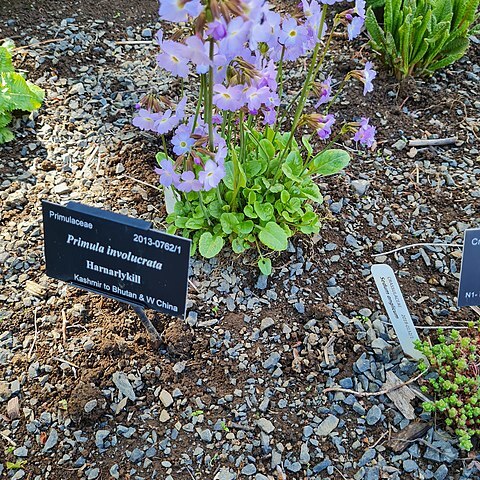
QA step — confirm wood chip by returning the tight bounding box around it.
[387,422,431,453]
[7,397,20,420]
[25,280,47,298]
[383,371,415,420]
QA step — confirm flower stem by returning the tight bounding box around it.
[197,192,212,226]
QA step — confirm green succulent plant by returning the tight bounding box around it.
[365,0,480,79]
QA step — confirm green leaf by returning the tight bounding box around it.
[245,160,267,178]
[232,238,246,253]
[236,220,255,236]
[243,205,258,218]
[302,183,323,203]
[282,163,302,183]
[285,150,305,177]
[0,46,14,72]
[222,160,233,190]
[207,200,223,218]
[258,257,272,277]
[302,135,313,156]
[259,138,275,160]
[220,213,240,235]
[0,127,15,145]
[365,8,385,52]
[280,190,290,203]
[258,222,288,252]
[185,217,205,230]
[155,152,168,165]
[253,202,274,222]
[198,232,225,258]
[0,72,42,112]
[311,149,350,177]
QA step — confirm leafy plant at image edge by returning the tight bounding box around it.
[0,42,44,144]
[365,0,480,79]
[416,322,480,451]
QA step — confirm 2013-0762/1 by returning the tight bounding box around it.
[133,233,182,254]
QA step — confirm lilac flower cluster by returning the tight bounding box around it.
[133,0,375,192]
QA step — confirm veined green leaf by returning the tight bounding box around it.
[258,222,288,251]
[0,46,14,72]
[198,232,225,258]
[310,149,350,177]
[253,202,274,222]
[258,257,272,277]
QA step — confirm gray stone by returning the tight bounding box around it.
[257,418,275,434]
[95,430,110,449]
[200,428,212,442]
[315,415,340,437]
[351,180,370,196]
[159,390,173,408]
[130,448,145,463]
[213,467,237,480]
[110,463,120,480]
[433,464,448,480]
[242,463,257,477]
[83,399,98,413]
[112,372,137,402]
[392,139,407,150]
[403,459,418,473]
[365,405,382,425]
[262,352,280,370]
[13,446,28,457]
[260,317,275,332]
[358,448,377,467]
[85,468,100,480]
[43,428,58,452]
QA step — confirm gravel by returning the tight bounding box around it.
[0,6,480,480]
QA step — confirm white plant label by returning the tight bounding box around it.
[372,264,424,360]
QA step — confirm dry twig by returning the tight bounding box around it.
[322,372,425,397]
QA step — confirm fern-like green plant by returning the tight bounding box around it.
[365,0,480,79]
[0,42,44,144]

^^^^

**Written task:**
Can you render the material above as a two-column CSV with the headers "request" and "boxes", one row for each request, putting its text and its answer each in a single quoted field with line breaks turned into spaces? Leave the pictures out.

**Output of the task:**
request,boxes
"QA step — confirm wood chip by returning the tight bounding box around it.","[387,422,431,453] [7,397,20,420] [25,280,47,298] [383,371,415,420]"
"QA step — confirm flower stem by returning the tight bounding box around it.","[197,192,212,226]"
"QA step — confirm green succulent plant by returning the tight bounding box around it.","[365,0,480,79]"
"QA step — confirm green leaf by returning the tight bounding box around it.","[245,160,267,178] [232,238,246,253] [236,220,255,236] [243,205,258,218] [302,183,323,203] [282,163,302,183] [285,150,305,177] [0,46,14,72] [222,160,233,190] [207,200,223,218] [258,257,272,277] [302,135,313,156] [259,138,275,160] [220,213,240,235] [0,127,15,145] [365,8,385,52] [280,190,290,203] [258,222,288,252] [185,217,205,230] [155,152,168,165] [253,202,274,222] [198,232,225,258] [0,72,42,112] [311,149,350,177]"
"QA step — confirm leafy plant at image edge by returning the tight bounding box around it.","[0,42,44,144] [365,0,480,79] [416,322,480,451]"
"QA step — confirm 2013-0762/1 by returning the tight bounding box around it.","[133,233,182,254]"
"QA step — confirm lilac flower cluster by returning the tight bounding box around it.","[133,0,375,192]"
"QA step — confirm veined green leaf by returning the tight bounding box around it.","[258,222,288,251] [0,46,14,72] [198,232,225,258] [310,149,350,177] [253,202,274,222] [258,257,272,277]"
"QA step — confirm gray stone by returning the tight bounding box around it.","[257,418,275,434] [95,430,110,449] [200,428,212,442] [315,415,340,437] [351,180,370,196] [159,390,173,408] [130,448,145,463] [213,467,237,480] [110,463,120,480] [433,464,448,480] [242,463,257,477] [83,399,98,413] [112,372,137,402] [392,139,407,150] [403,459,418,473] [365,405,382,425] [262,352,280,370] [13,446,28,457] [260,317,275,332] [358,448,377,467] [85,468,100,480] [43,428,58,452]"
"QA step — confirm gravel by returning the tight bounding box around it.","[0,6,480,480]"
"QA step — confirm white plant label by returning the tight bounding box around it.","[372,264,424,360]"
"QA step — confirm dry twig by returning the tight bounding box around it.","[322,372,425,397]"
"QA step — confirm fern-like green plant by returning the tight bounding box around it.","[365,0,480,79] [0,42,44,144]"